■ TASK TO CARRY OUT ■
Convert every line of the material below into a numbered list, skipping blank lines. Omit the pictures from the output.

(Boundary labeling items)

"""

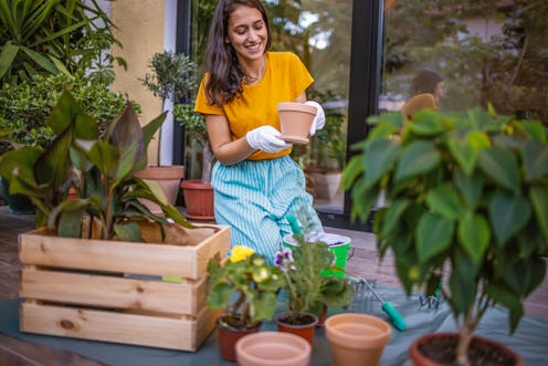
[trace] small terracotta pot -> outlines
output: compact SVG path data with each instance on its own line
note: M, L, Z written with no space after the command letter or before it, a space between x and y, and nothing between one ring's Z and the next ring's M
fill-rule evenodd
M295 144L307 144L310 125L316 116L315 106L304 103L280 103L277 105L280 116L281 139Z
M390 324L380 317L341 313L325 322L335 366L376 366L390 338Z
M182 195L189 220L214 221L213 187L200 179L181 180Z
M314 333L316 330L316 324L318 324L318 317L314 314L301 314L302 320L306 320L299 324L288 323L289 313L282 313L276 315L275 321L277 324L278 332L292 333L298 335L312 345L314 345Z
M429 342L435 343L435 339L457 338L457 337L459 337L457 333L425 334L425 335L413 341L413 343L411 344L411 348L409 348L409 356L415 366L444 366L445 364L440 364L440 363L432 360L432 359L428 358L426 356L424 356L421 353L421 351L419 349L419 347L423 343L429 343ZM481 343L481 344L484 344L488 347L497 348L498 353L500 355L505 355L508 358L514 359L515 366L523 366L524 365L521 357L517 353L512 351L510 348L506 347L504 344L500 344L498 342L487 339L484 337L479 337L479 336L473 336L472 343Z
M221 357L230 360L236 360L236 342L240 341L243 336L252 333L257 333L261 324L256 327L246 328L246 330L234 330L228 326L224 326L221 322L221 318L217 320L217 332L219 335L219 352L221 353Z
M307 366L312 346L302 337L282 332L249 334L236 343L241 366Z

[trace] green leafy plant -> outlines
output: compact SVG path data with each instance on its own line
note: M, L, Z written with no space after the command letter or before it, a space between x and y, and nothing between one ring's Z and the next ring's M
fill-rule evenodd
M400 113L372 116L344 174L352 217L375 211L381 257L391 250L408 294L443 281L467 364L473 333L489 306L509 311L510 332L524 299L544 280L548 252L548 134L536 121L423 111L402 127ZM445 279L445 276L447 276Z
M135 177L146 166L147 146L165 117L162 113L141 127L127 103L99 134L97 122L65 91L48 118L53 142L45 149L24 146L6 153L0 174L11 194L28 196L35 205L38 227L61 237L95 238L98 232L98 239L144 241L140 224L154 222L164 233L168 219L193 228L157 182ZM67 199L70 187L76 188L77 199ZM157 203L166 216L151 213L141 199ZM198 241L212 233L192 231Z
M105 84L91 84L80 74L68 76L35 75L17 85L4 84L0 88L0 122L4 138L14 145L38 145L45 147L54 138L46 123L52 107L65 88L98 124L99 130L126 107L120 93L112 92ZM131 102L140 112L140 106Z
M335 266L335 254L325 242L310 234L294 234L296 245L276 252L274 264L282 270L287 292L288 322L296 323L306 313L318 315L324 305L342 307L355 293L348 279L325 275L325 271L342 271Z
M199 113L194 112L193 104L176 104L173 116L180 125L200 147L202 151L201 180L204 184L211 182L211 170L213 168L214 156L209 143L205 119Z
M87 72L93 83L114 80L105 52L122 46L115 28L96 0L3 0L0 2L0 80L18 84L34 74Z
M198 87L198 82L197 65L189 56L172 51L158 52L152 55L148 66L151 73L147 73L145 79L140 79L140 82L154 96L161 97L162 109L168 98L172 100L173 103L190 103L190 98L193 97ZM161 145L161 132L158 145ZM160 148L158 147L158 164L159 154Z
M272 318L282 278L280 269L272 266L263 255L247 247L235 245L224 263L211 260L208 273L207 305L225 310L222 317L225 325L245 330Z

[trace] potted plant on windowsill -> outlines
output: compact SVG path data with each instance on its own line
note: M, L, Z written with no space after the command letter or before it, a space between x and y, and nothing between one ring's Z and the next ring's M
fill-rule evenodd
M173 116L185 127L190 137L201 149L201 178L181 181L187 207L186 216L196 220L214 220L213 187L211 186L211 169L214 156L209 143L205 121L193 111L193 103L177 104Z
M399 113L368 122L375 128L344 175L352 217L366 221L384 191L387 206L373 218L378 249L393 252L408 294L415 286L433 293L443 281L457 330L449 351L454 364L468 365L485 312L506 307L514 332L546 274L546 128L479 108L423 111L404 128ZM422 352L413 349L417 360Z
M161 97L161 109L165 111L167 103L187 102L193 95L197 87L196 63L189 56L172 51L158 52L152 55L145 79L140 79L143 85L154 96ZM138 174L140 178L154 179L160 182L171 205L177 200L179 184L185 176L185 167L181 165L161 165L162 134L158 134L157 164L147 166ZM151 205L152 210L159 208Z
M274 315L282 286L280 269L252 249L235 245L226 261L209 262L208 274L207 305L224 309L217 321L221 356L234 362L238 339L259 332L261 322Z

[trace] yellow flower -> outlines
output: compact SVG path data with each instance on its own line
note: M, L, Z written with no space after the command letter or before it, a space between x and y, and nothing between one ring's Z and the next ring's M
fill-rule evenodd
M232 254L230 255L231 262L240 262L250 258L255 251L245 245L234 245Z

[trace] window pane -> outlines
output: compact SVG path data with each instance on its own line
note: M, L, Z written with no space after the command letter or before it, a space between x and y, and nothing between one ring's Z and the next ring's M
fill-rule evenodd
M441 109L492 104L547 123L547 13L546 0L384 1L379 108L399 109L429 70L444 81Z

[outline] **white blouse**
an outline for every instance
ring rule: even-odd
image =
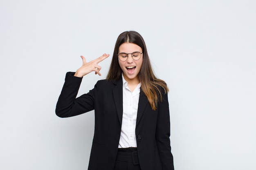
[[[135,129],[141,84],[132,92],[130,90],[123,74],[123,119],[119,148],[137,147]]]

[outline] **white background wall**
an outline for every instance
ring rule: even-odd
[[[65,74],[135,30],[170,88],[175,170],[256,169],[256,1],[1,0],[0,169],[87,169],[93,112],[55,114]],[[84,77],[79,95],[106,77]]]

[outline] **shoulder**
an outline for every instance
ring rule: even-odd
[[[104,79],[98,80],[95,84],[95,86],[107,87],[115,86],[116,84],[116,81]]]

"""

■ PROBLEM SOLUTION ■
1. [trace] small terracotta pot -> outlines
2. output: compact SVG path data with each instance on its own line
3. note: M, L, Z written with no space after the command letter or before it, a space between x and y, and nothing between one ring's Z and the next ring's M
4. fill-rule evenodd
5. M295 144L307 144L310 125L316 116L315 106L304 103L280 103L277 105L280 116L281 139Z
6. M390 324L380 317L341 313L325 322L335 366L376 366L390 338Z
7. M182 195L189 220L214 221L213 187L200 179L181 180Z
8. M314 333L316 330L316 324L318 324L318 317L314 314L301 314L302 320L306 320L299 324L288 323L289 313L282 313L276 315L275 321L277 324L278 332L292 333L298 335L312 345L314 345Z
9. M429 342L435 343L435 339L457 338L457 337L459 337L457 333L425 334L425 335L413 341L413 343L411 344L411 348L409 348L409 356L415 366L444 366L445 364L440 364L440 363L432 360L432 359L428 358L426 356L424 356L421 353L421 351L419 349L419 347L423 343L429 343ZM481 343L481 344L484 344L488 347L497 348L498 353L500 355L505 355L508 358L514 359L515 366L523 366L524 365L521 357L517 353L512 351L510 348L506 347L504 344L500 344L498 342L487 339L484 337L479 337L479 336L473 336L472 343Z
10. M221 357L230 360L236 360L236 342L240 341L243 336L252 333L257 333L261 324L256 327L246 328L246 330L234 330L228 326L224 326L221 322L221 318L217 320L217 332L219 335L219 352L221 353Z
11. M307 366L312 346L302 337L282 332L249 334L236 343L241 366Z
12. [trace] green leafy plant -> outlines
13. output: compact SVG path data with each instance on its own line
14. note: M, L, Z written with no space after the command letter or before it, a space between x and y, and nothing between one ring's Z and the next ring's M
15. fill-rule evenodd
16. M400 113L372 116L344 174L352 217L375 211L381 257L391 250L408 294L443 281L467 364L473 333L489 306L509 311L510 332L524 299L544 280L548 252L548 134L536 121L423 111L402 127ZM445 279L445 276L447 276Z
17. M135 177L146 166L147 146L165 117L162 113L141 127L127 103L99 134L97 122L65 91L48 118L53 142L45 149L24 146L6 153L0 174L11 194L28 196L35 205L38 227L61 237L95 238L98 232L98 239L144 241L140 224L154 222L164 233L168 219L193 228L157 182ZM67 199L70 187L76 188L77 199ZM157 203L166 216L151 213L141 199ZM198 241L212 233L192 231Z
18. M105 84L91 84L80 74L68 76L35 75L17 85L4 84L0 88L0 122L4 138L14 145L38 145L45 147L54 138L46 123L52 107L65 88L98 124L99 130L126 107L120 93L112 92ZM131 102L140 112L140 106Z
19. M335 266L335 254L325 242L310 234L294 234L296 245L276 252L274 264L282 270L287 292L288 322L296 323L306 313L318 315L324 305L342 307L355 293L348 279L325 275L325 271L342 271Z
20. M199 113L194 112L193 104L176 104L173 116L180 125L200 147L202 151L201 180L204 184L211 182L211 170L213 168L214 156L209 143L205 119Z
21. M87 72L93 83L114 80L105 52L122 46L115 28L96 0L3 0L0 2L0 80L18 84L34 74Z
22. M198 87L198 82L197 65L189 56L172 51L158 52L152 55L148 66L151 73L147 73L145 79L140 79L140 82L154 96L161 97L162 109L168 98L172 100L173 103L190 103L190 98L193 97ZM161 145L161 132L158 145ZM160 148L158 147L158 164L159 154Z
23. M272 318L282 278L280 269L272 266L263 255L247 247L235 245L224 263L211 260L208 273L207 305L225 310L222 317L225 325L245 330Z
24. [trace] potted plant on windowsill -> outlines
25. output: compact SVG path data with each instance on its own line
26. note: M, L, Z written with no space after the command letter or before it, a space between x and y, and nothing between one ring's Z and the next ring's M
27. fill-rule evenodd
28. M173 116L185 127L190 137L201 149L201 178L181 181L187 207L186 216L196 220L214 220L213 187L211 186L211 169L214 156L209 143L205 121L193 111L193 103L177 104Z
29. M399 113L368 122L375 128L344 175L352 217L366 221L384 191L387 206L373 218L378 249L393 252L408 294L415 286L433 293L443 281L457 330L449 351L454 364L468 365L485 312L506 307L514 332L546 274L546 128L479 108L423 111L404 128ZM422 352L413 349L417 360Z
30. M161 97L161 109L165 111L167 103L187 102L193 95L197 87L196 63L189 56L172 51L158 52L152 55L145 79L140 79L143 85L154 96ZM138 174L140 178L154 179L160 182L171 205L177 200L179 184L185 176L185 167L181 165L161 165L162 134L158 134L157 164L147 166ZM151 205L152 210L159 208Z
31. M274 315L282 286L280 269L252 249L235 245L226 261L209 262L208 274L207 305L224 309L217 321L221 356L234 362L238 339L259 332L261 322Z
32. [trace] yellow flower -> outlines
33. output: compact SVG path data with each instance on its own line
34. note: M, L, Z written with no space after the command letter or before it, a space between x and y, and nothing between one ring's Z and the next ring's M
35. fill-rule evenodd
36. M232 254L230 255L231 262L240 262L250 258L255 251L245 245L234 245Z
37. [trace] window pane -> outlines
38. output: compact SVG path data with each instance on its own line
39. note: M, L, Z written with no space after the command letter or before it, a space between x and y, and nothing between one ring's Z and the next ring's M
40. fill-rule evenodd
41. M441 109L492 104L547 123L547 13L546 0L384 1L379 108L399 109L429 70L444 81Z
42. [outline] **white blouse**
43. an outline for every instance
44. ring rule: even-odd
45. image =
46. [[[135,129],[141,84],[132,92],[130,90],[123,74],[123,119],[119,148],[137,147]]]
47. [outline] **white background wall**
48. an outline for every instance
49. ring rule: even-odd
50. [[[65,74],[135,30],[170,88],[175,170],[256,169],[256,1],[1,0],[0,169],[87,169],[93,112],[55,114]],[[84,77],[79,95],[106,77]]]
51. [outline] **shoulder**
52. an outline for every instance
53. ring rule: even-odd
54. [[[104,79],[98,80],[95,84],[95,86],[107,87],[115,86],[116,84],[116,81]]]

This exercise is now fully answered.